# [MATERIAL TO PROCESS]
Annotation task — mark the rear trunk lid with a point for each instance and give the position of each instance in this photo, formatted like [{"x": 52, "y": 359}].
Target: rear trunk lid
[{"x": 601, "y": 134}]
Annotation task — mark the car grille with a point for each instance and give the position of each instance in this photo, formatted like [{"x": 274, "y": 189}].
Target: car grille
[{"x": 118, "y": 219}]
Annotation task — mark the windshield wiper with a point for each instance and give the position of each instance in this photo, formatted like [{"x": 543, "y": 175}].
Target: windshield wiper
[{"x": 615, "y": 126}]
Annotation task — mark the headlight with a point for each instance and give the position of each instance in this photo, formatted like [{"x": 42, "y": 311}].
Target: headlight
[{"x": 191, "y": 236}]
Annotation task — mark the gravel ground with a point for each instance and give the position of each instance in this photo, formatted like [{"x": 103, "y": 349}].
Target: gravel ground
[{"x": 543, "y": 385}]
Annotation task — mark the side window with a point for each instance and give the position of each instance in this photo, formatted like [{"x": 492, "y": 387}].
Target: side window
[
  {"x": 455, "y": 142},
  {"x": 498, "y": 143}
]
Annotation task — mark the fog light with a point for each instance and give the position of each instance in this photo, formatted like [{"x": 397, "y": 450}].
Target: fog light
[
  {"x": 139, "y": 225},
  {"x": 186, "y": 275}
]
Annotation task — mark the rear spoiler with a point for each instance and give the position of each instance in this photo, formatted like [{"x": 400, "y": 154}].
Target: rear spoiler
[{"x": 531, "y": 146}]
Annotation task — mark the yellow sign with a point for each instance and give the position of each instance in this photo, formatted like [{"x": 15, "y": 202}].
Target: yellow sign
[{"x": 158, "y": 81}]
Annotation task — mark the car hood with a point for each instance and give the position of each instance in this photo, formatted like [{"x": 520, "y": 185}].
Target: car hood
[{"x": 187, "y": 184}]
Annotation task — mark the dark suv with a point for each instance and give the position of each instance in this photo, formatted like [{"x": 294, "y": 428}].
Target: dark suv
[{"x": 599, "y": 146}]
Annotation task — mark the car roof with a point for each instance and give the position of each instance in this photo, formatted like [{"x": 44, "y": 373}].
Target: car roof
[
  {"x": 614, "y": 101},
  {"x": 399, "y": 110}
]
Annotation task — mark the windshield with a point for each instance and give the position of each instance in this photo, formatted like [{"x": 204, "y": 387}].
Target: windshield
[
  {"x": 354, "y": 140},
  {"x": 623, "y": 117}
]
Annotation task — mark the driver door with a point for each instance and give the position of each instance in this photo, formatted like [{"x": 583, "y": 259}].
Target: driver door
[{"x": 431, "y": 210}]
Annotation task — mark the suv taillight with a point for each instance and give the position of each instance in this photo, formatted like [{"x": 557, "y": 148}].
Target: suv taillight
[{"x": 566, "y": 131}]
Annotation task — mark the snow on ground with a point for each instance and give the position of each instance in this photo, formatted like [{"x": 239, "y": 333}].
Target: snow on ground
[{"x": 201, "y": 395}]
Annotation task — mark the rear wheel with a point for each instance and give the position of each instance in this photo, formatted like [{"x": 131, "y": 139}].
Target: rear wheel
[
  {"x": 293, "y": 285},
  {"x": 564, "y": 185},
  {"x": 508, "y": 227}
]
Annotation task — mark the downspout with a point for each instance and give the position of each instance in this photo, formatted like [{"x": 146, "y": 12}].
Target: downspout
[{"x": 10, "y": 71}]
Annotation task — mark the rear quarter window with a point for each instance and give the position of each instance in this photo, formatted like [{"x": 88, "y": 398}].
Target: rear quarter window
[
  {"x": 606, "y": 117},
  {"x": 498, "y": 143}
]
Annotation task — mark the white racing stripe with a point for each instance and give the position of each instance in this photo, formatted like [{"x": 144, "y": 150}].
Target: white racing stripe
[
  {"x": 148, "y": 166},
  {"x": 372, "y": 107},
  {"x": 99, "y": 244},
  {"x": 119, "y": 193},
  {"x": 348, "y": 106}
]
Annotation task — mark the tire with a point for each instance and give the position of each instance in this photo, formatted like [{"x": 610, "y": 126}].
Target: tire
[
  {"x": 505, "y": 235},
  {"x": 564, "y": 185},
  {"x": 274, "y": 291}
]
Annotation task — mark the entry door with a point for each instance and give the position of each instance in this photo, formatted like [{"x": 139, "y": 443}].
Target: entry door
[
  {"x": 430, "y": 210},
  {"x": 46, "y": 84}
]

# [GIVEN EXERCISE]
Each record above should be repeated exactly as it appears.

# [EXPECTED OUTPUT]
Annotation task — mark the rear trunk lid with a point for each instance and give the position of each instance in this photo, formatted like [{"x": 52, "y": 359}].
Target: rear trunk lid
[{"x": 601, "y": 134}]
Annotation task — mark the car grille with a point for each instance and give the position of each instance in this photo, formatted like [{"x": 274, "y": 189}].
Target: car grille
[{"x": 118, "y": 219}]
Annotation task — mark the windshield wiper with a point for each instance and give the position of each instance in this photo, formatted like [{"x": 543, "y": 175}].
Target: windshield wiper
[{"x": 615, "y": 126}]
Annotation task — mark the headlight with a point for each instance and give the position of each instance in this photo, formatted like [{"x": 42, "y": 311}].
Target: headlight
[{"x": 191, "y": 236}]
Annotation task — mark the gravel ground with a point for each instance and give the position of each instance in this photo, formatted like [{"x": 103, "y": 349}].
Target: gravel ground
[{"x": 543, "y": 385}]
Annotation task — mark the side window with a point for each instance and give the position of each instance in this photo, formatted like [{"x": 492, "y": 387}].
Target: side window
[
  {"x": 455, "y": 142},
  {"x": 498, "y": 143}
]
Annotation task — mark the fog light with a point for each instance and give the position of each instance in this photo, formatted like [{"x": 397, "y": 450}].
Target: fog light
[
  {"x": 139, "y": 225},
  {"x": 186, "y": 275}
]
Annotation task — mark the rear spoiler with a point for each instance and give the position of each instance in this photo, formatted like [{"x": 400, "y": 154}].
Target: rear spoiler
[{"x": 531, "y": 146}]
Annotation task — mark the yellow sign with a point for each instance and give the position of each instance in this photo, formatted like [{"x": 15, "y": 202}].
Target: yellow sign
[{"x": 158, "y": 81}]
Annotation task — mark the car hood with a point for each instance and give the position of each instance in this photo, formatted like [{"x": 520, "y": 185}].
Target: car hood
[{"x": 187, "y": 184}]
Annotation task — mark the dark suv with a point for each instance and give the position of each instance in this photo, formatted like [{"x": 294, "y": 428}].
Target: dark suv
[{"x": 599, "y": 146}]
Annotation task — mark the car roof with a point for each instance and give the position of each instance in this photo, formatted like [{"x": 44, "y": 373}].
Target: car roof
[
  {"x": 614, "y": 101},
  {"x": 399, "y": 110}
]
Annotation task — mark the windshield with a point for each instance and give the position of each instance in this photo, formatted like [{"x": 204, "y": 387}].
Target: windshield
[
  {"x": 354, "y": 140},
  {"x": 623, "y": 117}
]
Annotation task — mark the driver door with a point for each instance and give the position of each instance in this photo, formatted like [{"x": 583, "y": 259}].
Target: driver door
[{"x": 431, "y": 210}]
Annotation task — mark the suv taillight with a point for each instance and give the position of each instance in this photo, formatted like [{"x": 557, "y": 148}].
Target: suv taillight
[{"x": 566, "y": 131}]
Annotation task — mark the snow on ground with a point for each instance and give the position of each instance in this photo, formatted like [{"x": 239, "y": 333}].
Target: snow on ground
[{"x": 201, "y": 395}]
Annotation task — mark the rear wheel with a point for each instance and give the position of each instance in this photo, formatted like [{"x": 131, "y": 139}].
Target: rear wheel
[
  {"x": 293, "y": 285},
  {"x": 564, "y": 185},
  {"x": 508, "y": 227}
]
Annotation task — mark the downspout with a point for each instance and give the position of each instance in this photo, formatted like [{"x": 146, "y": 12}].
Target: downspout
[{"x": 10, "y": 71}]
Annotation task — mark the rear quarter window with a point for each instance and give the position of each instance in this photo, formatted like [{"x": 88, "y": 398}].
Target: rear quarter window
[
  {"x": 606, "y": 117},
  {"x": 498, "y": 143}
]
Annotation task — mark the white racing stripe with a point for each instance and give the position of each instance in this photo, formatted like [{"x": 144, "y": 150}].
Target: white racing stripe
[
  {"x": 148, "y": 166},
  {"x": 372, "y": 107},
  {"x": 99, "y": 244},
  {"x": 119, "y": 193},
  {"x": 348, "y": 106}
]
Annotation task — mark the tire with a point for each instance and give the position of each instance in this photo, formatted like [{"x": 610, "y": 126}].
Target: tire
[
  {"x": 505, "y": 235},
  {"x": 564, "y": 185},
  {"x": 274, "y": 291}
]
Annotation task — mark the entry door with a point for each instance and give the position of each instance in this photo, formatted like [{"x": 139, "y": 443}].
Target: entry door
[
  {"x": 430, "y": 210},
  {"x": 46, "y": 84}
]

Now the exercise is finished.